__DIRECTION__. Which lines of the records contain the word "every"? Pull out each such line in full, matching case exactly.

__RECORDS TO PROCESS__.
"""

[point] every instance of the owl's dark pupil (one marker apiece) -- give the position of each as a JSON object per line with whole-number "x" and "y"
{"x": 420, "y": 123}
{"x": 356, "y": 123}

"""
"""

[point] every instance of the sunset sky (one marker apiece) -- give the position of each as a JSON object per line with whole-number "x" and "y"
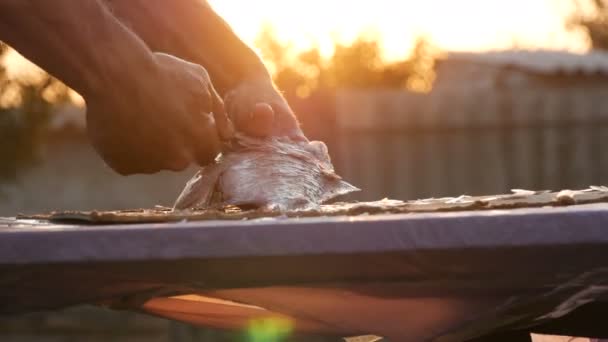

"""
"""

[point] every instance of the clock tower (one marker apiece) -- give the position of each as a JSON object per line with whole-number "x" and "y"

"""

__WRITTEN ANSWER__.
[point] every instance of the owl's dark pupil (one marker apiece) -- give the position of each as a JSON object per line with whole-number "x" and "y"
[point] every instance of the sunset sky (one marker apiece) -- give the position of each as a JSON object per line with whole-number "x" and "y"
[point] every instance of the clock tower (one marker apiece) -- give the position of each as a JSON object per line with whole-number "x" and "y"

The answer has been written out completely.